**Document:**
— BEGIN —

Court of Appeals of Iowa

March 6, 2019

IOWA CIVIL RIGHTS COMMISSION, Respondent-Appellee. and PATRICIA KELLY and MICHAEL FISHNICK, Intervenors-Appellees.

          Appeal from the Iowa District Court for Dubuque County, Thomas A. Bitter, Judge.

         The appellant appeals the district court's ruling affirming an adverse agency decision.

          Allan M. Richards of Richards Law Firm, Tama, for appellant.

          Thomas J. Miller, Attorney General, and Katie Fiala, Assistant Attorney General, for appellee.

          Robert E. Sabers of Robert E. Sabers, P.C., Dubuque, for appellees intervenors.

          Considered by Doyle, P.J., and Mullins and McDonald, JJ.

          DOYLE, Presiding Judge.

         This is an appeal from an order on judicial review affirming an agency decision of the Iowa Civil Rights Commission (ICRC). We affirm the district court.

         By way of background, Patricia Kelly and Michael Fishnick each filed complaints with the ICRC alleging their former employer, Fraternal Order of Eagles #568 (Order), discriminated against them on the basis of age. The ICRC filed statements of charges with the Iowa Department of Inspections and Appeals, naming the respondents as "Dubuque Fraternal Order of Eagles #568" and Steve Kuhle, one of the Order's trustees and the person primarily responsible for supervising the Order's employees and recommending employment action. The administrative process proceeded from there. In her proposed decision, the administrative law judge (ALJ) concluded the Order and Kuhle committed an unfair or discriminatory practice in terminating the employment of Fishnick, and in reducing Kelly's hours, and in constructively discharging Kelly based on her age. The ALJ awarded Fishnick and Kelly damages and attorney fees. The Order had represented itself by various names in different contexts, and at the hearing before the ALJ, the Order's attorney and its witnesses referred to it in various ways. In the ALJ's supplemental proposed decision, respondent's name, as related to the Order, was amended to "Dubuque Aerie #568 of the Fraternal Order of the Eagles, a/k/a Dubuque Fraternal Order of Eagles #568, a/k/a Dubuque Association No. 568 of the Fraternal Order of Eagles, an Iowa nonprofit corporation," and the caption of the matter was changed to reflect the amendment. Steve Kuhle, individually, remained as a named respondent. In its final order, the ICRC adopted the ALJ's decision against the Order but reversed as to Kuhle. The ICRC held that "Kuhle's actions as a trustee of the non-profit organization form the basis for this FINAL ORDER, but he is not personally liable as an individual due to the immunity provided for in Iowa Code Section 504.901(1)." The ICRC adopted the ALJ's award of damages and attorney fees.

         An application for judicial review was filed with the caption, "Steve Kuhle as Fraternal Order of Eagles #568 as Petitioner vs. Iowa Civil Rights Commission." Why petitioner's name was morphed to "Steve Kuhle as Fraternal Order of Eagles #568" is unknown. Kelly and Fishnick intervened. The matter was submitted to the district court on briefs. The court affirmed the final agency decision of the ICRC. "Steve Kuhle as Fraternal Order of Eagles #568, Petitioner," appeals.

— END —

**Input:**
— BEGIN —

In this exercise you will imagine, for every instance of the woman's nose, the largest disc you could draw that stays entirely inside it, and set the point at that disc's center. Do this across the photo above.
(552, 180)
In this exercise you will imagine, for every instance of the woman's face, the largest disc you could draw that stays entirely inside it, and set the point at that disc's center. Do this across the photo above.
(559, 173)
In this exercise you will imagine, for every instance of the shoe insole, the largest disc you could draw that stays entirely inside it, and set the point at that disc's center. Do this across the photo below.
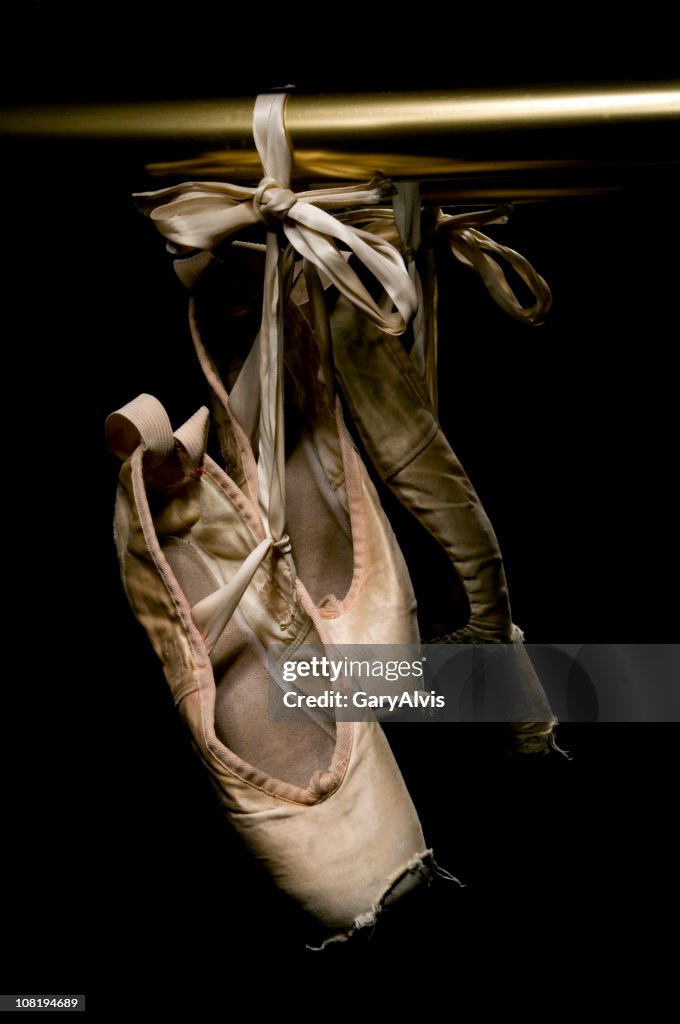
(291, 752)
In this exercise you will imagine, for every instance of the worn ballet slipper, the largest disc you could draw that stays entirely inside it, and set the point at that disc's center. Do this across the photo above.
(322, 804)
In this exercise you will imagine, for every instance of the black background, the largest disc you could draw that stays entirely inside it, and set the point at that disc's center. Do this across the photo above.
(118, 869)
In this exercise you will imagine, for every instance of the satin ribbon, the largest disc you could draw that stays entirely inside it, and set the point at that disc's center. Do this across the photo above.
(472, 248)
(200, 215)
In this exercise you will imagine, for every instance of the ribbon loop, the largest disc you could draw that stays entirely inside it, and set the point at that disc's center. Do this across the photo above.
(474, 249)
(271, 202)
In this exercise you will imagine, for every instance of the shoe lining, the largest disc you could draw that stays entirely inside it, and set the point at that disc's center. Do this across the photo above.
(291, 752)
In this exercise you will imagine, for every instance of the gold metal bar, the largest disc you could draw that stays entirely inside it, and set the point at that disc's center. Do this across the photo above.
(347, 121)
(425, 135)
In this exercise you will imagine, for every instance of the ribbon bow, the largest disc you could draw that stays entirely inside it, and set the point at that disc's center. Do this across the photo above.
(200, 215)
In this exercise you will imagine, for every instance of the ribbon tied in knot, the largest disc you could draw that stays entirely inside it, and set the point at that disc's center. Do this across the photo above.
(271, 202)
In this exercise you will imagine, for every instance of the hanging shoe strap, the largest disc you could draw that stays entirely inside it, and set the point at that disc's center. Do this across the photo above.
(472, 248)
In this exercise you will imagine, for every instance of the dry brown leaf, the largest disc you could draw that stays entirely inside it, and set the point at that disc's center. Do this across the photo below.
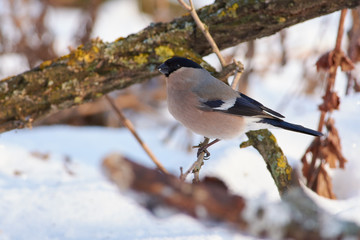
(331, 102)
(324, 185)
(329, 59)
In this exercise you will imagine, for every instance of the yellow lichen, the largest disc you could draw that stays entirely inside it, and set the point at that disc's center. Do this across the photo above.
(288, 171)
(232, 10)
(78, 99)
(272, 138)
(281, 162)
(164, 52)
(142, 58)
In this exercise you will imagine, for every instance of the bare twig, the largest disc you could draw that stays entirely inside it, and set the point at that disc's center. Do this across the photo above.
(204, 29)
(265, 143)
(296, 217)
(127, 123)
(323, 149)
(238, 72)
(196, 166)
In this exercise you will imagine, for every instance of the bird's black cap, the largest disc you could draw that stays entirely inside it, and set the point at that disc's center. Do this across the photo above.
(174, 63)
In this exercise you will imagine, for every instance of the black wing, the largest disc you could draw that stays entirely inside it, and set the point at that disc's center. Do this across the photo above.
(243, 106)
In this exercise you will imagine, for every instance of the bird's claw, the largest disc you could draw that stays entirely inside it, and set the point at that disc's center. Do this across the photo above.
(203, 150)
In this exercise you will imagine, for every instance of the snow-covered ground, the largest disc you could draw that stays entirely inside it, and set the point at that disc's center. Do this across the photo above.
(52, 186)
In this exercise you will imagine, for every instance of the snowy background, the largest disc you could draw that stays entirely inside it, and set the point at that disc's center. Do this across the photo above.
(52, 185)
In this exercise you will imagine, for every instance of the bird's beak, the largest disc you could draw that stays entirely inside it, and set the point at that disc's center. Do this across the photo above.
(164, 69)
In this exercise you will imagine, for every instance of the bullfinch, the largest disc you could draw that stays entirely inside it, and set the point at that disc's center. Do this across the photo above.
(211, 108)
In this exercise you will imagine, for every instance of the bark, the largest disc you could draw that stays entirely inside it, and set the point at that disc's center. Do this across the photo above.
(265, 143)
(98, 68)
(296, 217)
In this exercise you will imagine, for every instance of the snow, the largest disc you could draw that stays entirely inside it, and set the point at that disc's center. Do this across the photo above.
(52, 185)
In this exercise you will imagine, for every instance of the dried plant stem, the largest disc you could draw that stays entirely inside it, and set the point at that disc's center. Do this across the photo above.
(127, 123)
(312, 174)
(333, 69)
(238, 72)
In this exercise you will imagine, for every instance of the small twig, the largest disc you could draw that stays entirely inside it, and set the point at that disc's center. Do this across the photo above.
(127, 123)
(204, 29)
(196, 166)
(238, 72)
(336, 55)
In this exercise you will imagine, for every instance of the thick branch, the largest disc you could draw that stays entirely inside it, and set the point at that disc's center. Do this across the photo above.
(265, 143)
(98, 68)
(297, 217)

— END —
— BEGIN —

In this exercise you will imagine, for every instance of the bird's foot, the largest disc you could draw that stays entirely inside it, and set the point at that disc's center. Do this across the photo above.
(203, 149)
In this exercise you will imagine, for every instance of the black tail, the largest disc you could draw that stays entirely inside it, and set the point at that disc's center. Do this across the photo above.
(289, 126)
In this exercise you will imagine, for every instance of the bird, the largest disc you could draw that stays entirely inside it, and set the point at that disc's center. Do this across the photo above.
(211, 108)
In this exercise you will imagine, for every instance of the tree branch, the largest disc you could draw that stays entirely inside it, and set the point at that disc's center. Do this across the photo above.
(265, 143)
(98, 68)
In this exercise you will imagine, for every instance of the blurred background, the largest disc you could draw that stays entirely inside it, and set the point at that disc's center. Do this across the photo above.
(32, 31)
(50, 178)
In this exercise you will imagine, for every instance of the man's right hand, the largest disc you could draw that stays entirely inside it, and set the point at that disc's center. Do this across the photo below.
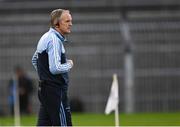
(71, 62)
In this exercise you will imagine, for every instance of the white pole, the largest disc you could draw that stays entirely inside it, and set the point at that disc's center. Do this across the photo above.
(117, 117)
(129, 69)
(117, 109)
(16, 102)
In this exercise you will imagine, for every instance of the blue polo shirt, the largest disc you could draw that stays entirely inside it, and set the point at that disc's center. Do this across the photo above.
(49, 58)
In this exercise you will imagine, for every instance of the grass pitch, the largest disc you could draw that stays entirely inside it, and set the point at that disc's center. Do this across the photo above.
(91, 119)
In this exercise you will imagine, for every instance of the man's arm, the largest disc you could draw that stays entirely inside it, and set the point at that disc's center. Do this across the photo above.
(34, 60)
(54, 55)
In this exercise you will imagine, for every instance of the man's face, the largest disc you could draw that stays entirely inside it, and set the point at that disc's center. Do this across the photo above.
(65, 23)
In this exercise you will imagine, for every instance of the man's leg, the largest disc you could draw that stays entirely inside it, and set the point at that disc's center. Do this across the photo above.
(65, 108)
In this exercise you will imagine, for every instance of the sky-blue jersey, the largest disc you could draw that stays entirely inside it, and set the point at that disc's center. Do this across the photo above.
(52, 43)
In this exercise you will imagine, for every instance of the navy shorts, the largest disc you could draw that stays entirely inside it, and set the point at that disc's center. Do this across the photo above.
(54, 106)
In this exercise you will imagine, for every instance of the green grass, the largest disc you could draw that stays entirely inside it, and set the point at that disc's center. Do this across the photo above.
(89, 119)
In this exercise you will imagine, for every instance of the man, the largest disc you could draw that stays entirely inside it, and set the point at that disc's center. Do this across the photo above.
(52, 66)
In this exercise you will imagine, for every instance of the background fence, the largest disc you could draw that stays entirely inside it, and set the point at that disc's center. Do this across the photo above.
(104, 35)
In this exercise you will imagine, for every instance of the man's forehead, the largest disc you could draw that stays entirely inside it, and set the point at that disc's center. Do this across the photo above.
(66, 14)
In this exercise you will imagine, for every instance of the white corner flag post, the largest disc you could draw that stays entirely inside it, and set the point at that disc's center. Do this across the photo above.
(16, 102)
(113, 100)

— END —

**Things to do:**
**A.** In the Iowa appeals court opinion, which Iowa Code section did the ICRC cite as the basis for Steve Kuhle's immunity from personal liability?
**B.** Count the lines in the entries that contain the string "shoe" and reply with only that number.

**Task answers:**
**A.** Iowa Code Section 504.901(1).

**B.** 3